Task directions> Lay out the records below as a two-column CSV with the header columns "query" and "response", one row per record. Put each record's text in "query" and its answer in "response", wrap every field in double quotes, and replace any line breaks with spaces.

Supplied material>
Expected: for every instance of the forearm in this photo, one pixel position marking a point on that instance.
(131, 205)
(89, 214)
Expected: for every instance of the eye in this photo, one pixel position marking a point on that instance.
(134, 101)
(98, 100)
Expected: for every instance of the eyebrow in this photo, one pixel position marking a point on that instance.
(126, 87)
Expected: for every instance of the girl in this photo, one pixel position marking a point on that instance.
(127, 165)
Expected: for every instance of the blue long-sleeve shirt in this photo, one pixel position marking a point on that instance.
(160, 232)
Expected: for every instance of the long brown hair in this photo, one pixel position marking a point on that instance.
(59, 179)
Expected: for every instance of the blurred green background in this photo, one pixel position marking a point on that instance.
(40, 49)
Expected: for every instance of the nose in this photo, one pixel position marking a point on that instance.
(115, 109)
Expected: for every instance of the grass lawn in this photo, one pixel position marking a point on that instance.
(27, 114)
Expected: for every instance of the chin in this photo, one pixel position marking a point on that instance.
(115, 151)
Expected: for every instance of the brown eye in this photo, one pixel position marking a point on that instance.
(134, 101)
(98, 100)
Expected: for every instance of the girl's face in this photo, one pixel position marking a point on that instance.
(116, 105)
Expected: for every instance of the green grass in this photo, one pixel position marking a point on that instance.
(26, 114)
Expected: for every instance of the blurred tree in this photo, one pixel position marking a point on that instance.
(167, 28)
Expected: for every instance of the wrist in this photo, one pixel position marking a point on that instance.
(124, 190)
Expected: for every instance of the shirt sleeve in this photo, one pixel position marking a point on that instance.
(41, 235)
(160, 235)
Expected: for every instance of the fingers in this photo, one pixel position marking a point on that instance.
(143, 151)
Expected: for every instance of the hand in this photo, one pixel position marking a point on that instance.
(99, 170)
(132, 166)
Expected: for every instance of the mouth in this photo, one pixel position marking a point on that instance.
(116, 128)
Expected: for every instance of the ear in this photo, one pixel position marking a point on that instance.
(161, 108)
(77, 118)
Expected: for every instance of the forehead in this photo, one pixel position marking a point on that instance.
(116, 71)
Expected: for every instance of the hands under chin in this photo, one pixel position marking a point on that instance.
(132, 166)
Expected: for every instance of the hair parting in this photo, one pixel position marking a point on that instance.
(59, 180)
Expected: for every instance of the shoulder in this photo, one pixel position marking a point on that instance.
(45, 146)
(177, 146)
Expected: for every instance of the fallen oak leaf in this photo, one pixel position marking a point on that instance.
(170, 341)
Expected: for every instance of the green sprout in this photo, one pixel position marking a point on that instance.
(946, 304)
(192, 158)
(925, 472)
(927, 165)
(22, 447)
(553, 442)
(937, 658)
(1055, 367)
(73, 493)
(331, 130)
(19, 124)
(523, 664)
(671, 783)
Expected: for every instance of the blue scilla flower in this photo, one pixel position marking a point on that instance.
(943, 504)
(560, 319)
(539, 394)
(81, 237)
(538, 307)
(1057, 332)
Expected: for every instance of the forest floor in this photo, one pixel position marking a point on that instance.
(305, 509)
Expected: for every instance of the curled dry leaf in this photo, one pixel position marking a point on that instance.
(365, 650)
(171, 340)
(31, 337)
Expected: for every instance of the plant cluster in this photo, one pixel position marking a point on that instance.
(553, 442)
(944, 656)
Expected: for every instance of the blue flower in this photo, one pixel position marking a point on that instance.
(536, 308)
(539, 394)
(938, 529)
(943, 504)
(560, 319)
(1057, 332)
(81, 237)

Correct result>
query,response
"Expected: for every instance of the forearm in this photo, one pixel position marking a point on that instance.","(131, 205) (89, 214)"
"Expected: for every instance of the eye in this photo, one pixel position marking a point on that instance.","(134, 101) (98, 100)"
"Expected: for every instance of the eyebrow in this photo, one pixel position marking a point on that instance.","(126, 87)"
"Expected: for every instance of the girl in this photo, one pixel position marking a point on that instance.","(127, 165)"
"Expected: for every instance of the blue long-sleeve shirt in this photo, one pixel position marking a point on that instance.","(160, 232)"
"Expected: for every instance of the long brown hair in this photo, one pixel position marking a point on that instance.","(59, 179)"
"Expected: for every instance of the blurred green background in this photo, one pixel position marking a point on that instance.","(40, 49)"
"Expected: for every instance of the nose in this photo, one pixel position marking a point on that instance.","(115, 109)"
"Expected: for every instance of the grass lawn in this photo, one pixel position marking a point on that instance.","(27, 114)"
"Expected: for every instance of the chin in this photo, one pixel position marking a point on that instance.","(115, 151)"
"Expected: for every instance of the brown eye in this photo, one pixel position marking a point on that instance.","(134, 101) (98, 100)"
"Expected: for every instance of the girl's face in this photo, one pixel position marking a point on that instance.","(116, 105)"
"Expected: for every instance of the green grass in this photo, one pixel position marking a point on that instance.","(26, 114)"
"Expected: for every instance of the blurred tree in this photo, one pixel position marking a point on that instance.","(167, 28)"
"Expected: for every instance of the wrist in this photo, one pixel position marking a point on that instance.","(124, 190)"
"Expected: for every instance of the shirt sleeve in this photo, one pixel position marking a point on that instance.","(41, 235) (160, 235)"
"Expected: for every instance of the fingers in this photo, one pixel position marking a point on that instance.","(143, 151)"
"Expected: for every instance of the hand in this photo, one pixel position marking a point on that instance.","(99, 170) (132, 166)"
"Expected: for every instance of the mouth in this photo, one pixel position marking a point on that instance.","(116, 128)"
"Expected: for every instance of the ear in this photo, one pixel position marking a point on that instance.","(161, 108) (77, 118)"
"Expected: for every instance of the forehead in this photo, one pixel position marking a point on that instance.","(116, 71)"
"Expected: for every instance of the hands under chin in this photo, one pixel position marking a point on that instance.","(132, 166)"
"Expected: for every instance of the hair parting in this photo, one pixel position marking a point on that instance.","(59, 180)"
"Expected: for every instance of the shoulder in this photo, one pixel position marking a point on that instance.","(45, 146) (177, 146)"
"Expected: for every instance of the fallen oak leaf in this photo, one pixel position marking a point on that instance.","(170, 341)"
"Expected: for every instance of the green sprout in this photo, one pixel position marking a point on that instance.","(946, 304) (192, 158) (925, 472) (927, 165) (22, 447) (553, 442) (937, 658) (1055, 367) (73, 493) (331, 130) (19, 124) (523, 664) (671, 783)"
"Expected: for every instance of the blue scilla flower in this photo, one pixel position marking a point on that instance.","(943, 504) (560, 319) (539, 394) (81, 237) (538, 307) (1057, 332)"
"Expected: for every instance of the forest floor in this photo, one pixel position marking a point on that instance.","(305, 509)"
"Expected: for every instance of the curled dry leaf in this photo, one pixel position marking a point on that instance.","(365, 650) (171, 340) (31, 337)"
"Expected: for every instance of the plant cluster in this photo, one pixel position marking a point on that instance.","(553, 442) (944, 656)"
"Expected: for every instance of the blue flower in this photo, one pixel position marking a point on that instance.","(536, 308) (539, 394) (938, 529) (943, 504) (560, 319) (1057, 332) (81, 237)"